* TASK TO COMPLETE *
Could you pick up the piece on Clarendon's History of the Rebellion after its last sentence and carry it on?

The History of the Rebellion explained

The History of the Rebellion by Edward Hyde, 1st Earl of Clarendon and former advisor to Charles I and Charles II, is his account of the Wars of the Three Kingdoms. Originally published between 1702 and 1704 as The History of the Rebellion and Civil Wars in England, it was the first detailed account from a key player in the events it covered.

Background and contents

Clarendon wrote the original History between 1646 and 1648, which only recorded events to March 1644. After his banishment, he wrote his autobiographical Life between 1668 and 1670. In 1671 he then revised the History by incorporating the Life into it and writing new sections covering events after March 1644.

The title itself reflects the contemporary dispute over the nature and origins of the war. For Parliamentarians, the conflict was an attempt to restore the political balance between king and Parliament disrupted by the 1629 to 1640 Personal Rule. Royalists considered it an unlawful rebellion against their sovereign; in 1669, diarist and naval civil servant Samuel Pepys was asked by Duke of York to change a reference to "the late disruption between king and Parliament" to 'rebellion".

A data block:
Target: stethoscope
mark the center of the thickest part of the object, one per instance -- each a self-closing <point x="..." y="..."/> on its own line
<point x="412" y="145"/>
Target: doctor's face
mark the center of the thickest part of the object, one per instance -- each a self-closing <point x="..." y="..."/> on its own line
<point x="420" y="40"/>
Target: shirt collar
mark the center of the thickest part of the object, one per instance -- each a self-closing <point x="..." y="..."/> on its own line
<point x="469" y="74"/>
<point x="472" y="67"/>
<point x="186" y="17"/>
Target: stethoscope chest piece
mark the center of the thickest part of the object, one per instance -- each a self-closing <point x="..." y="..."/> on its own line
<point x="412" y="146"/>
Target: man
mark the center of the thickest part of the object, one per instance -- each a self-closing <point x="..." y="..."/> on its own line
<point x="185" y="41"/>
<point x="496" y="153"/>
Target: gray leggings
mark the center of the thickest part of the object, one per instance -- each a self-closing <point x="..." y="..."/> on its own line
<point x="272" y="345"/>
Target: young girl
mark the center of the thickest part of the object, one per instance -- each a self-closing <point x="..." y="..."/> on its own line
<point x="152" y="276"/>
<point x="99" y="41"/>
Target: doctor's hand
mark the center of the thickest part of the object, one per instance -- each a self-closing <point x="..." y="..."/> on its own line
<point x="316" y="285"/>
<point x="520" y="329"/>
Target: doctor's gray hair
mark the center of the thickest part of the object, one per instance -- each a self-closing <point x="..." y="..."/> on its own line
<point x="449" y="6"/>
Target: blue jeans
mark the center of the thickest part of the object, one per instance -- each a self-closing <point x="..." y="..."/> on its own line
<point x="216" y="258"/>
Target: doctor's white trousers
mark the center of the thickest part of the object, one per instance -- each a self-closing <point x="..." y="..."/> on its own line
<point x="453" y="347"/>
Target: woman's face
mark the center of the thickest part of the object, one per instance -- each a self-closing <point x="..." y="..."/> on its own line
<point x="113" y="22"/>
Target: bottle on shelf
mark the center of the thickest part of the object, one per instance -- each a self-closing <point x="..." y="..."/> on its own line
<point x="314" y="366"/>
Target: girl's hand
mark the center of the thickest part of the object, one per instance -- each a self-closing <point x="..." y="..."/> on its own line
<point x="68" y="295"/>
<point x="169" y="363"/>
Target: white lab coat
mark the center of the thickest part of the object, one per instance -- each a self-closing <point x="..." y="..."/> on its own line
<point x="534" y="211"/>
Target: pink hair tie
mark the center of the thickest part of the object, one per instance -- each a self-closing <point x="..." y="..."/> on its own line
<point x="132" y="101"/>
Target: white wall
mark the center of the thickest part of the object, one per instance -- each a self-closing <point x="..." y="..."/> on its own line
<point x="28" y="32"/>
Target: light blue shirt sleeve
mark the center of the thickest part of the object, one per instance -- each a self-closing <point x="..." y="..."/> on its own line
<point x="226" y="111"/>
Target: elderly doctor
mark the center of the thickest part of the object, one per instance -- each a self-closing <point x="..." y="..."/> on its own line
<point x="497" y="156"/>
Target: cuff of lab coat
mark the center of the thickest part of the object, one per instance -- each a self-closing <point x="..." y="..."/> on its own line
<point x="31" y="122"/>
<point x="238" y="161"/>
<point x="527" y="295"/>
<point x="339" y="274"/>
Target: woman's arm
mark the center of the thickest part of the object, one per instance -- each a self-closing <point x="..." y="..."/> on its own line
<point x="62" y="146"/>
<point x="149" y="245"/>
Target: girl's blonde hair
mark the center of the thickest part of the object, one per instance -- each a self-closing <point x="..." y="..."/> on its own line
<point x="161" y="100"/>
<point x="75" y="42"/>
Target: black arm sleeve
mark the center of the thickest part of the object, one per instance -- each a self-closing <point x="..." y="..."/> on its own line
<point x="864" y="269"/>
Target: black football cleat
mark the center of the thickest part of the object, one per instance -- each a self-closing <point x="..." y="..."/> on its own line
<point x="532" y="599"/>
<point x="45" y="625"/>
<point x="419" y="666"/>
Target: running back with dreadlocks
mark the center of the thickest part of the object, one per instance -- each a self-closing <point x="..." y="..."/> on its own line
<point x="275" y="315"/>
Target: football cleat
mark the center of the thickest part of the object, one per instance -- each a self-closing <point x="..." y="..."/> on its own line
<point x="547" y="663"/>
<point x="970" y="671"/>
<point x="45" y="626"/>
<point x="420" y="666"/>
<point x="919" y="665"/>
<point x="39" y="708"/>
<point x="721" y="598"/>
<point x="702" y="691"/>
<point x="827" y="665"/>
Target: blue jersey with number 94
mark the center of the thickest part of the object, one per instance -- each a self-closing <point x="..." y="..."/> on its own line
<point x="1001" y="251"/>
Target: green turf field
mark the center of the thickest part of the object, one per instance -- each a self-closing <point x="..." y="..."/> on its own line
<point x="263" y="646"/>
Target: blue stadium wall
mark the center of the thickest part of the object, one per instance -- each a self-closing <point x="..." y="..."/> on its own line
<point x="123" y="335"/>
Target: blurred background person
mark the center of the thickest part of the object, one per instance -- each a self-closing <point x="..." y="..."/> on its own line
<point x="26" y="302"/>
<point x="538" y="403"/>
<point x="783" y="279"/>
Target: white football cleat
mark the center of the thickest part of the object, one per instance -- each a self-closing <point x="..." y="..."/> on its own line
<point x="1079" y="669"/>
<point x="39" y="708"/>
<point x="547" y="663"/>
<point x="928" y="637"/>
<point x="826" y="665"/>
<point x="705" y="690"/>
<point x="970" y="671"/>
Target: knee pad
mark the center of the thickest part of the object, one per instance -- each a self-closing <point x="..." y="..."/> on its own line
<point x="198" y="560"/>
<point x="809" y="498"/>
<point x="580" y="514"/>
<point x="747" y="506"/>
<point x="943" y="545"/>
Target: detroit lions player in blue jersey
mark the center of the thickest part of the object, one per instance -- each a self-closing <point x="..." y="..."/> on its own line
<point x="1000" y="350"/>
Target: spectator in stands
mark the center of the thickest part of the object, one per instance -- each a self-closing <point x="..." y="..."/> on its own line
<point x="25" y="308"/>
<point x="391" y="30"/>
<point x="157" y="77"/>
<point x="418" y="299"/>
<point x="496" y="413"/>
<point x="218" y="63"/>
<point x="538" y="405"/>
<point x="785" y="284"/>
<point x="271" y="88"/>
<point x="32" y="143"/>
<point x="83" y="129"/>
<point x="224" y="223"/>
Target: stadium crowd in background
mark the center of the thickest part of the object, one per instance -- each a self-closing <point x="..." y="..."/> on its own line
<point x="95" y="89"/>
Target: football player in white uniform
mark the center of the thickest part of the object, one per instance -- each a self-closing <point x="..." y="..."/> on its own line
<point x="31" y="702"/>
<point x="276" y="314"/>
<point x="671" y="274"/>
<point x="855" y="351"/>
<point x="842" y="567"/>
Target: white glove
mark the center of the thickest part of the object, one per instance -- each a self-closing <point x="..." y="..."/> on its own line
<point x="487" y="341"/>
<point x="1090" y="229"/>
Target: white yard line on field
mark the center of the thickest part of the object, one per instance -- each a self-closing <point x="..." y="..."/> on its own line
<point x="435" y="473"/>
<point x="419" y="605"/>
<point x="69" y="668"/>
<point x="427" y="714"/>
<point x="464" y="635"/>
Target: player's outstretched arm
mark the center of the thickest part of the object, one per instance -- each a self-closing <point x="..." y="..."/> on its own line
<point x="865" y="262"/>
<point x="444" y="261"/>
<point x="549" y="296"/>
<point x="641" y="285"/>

* EXERCISE ANSWER *
The History is influenced by Clarendon's politics and subtly supports his own views of Royalist strategy. For example, he opposed those Royalists in Paris headed by the Queen, who urged Charles to agree to compromises over the Church of England to win support from the Presbyterian Scots Covenanters against Parliament. Clarendon argued that in so doing, Charles' advisers were destroying the cause for which they were fighting. He denigrates the logic for accepting such compromise by attributing widespread support for Puritan reforms to the church as simple disaffection by a wicked faction. While his descriptions of the participants are often insightful, they can also be heavily biased.

Reception

The original publication of the History was sparked by the sensational success of Republican exile Edmund Ludlow's Memoirs in 1698–1699, which led to a spate of Civil War memoirs from the Whig perspective, especially from the printer John Darby. The Tories responded in 1701 with those of the Royalist Sir Philip Warwick, followed in 1702 by those of Sir Thomas Herbert and the first volume of Clarendon's History.

In the preface to the first volume of his father's work, Laurence Hyde referred to his time as "an age when so many memoirs, narratives, and pieces of history come out as it were on purpose to justify the taking up arms against that king, and to blacken, revile, and ridicule the sacred majesty of an anointed head in distress; and when so much of the sense of religion to God, and of allegiance and duty to the crown is so defaced".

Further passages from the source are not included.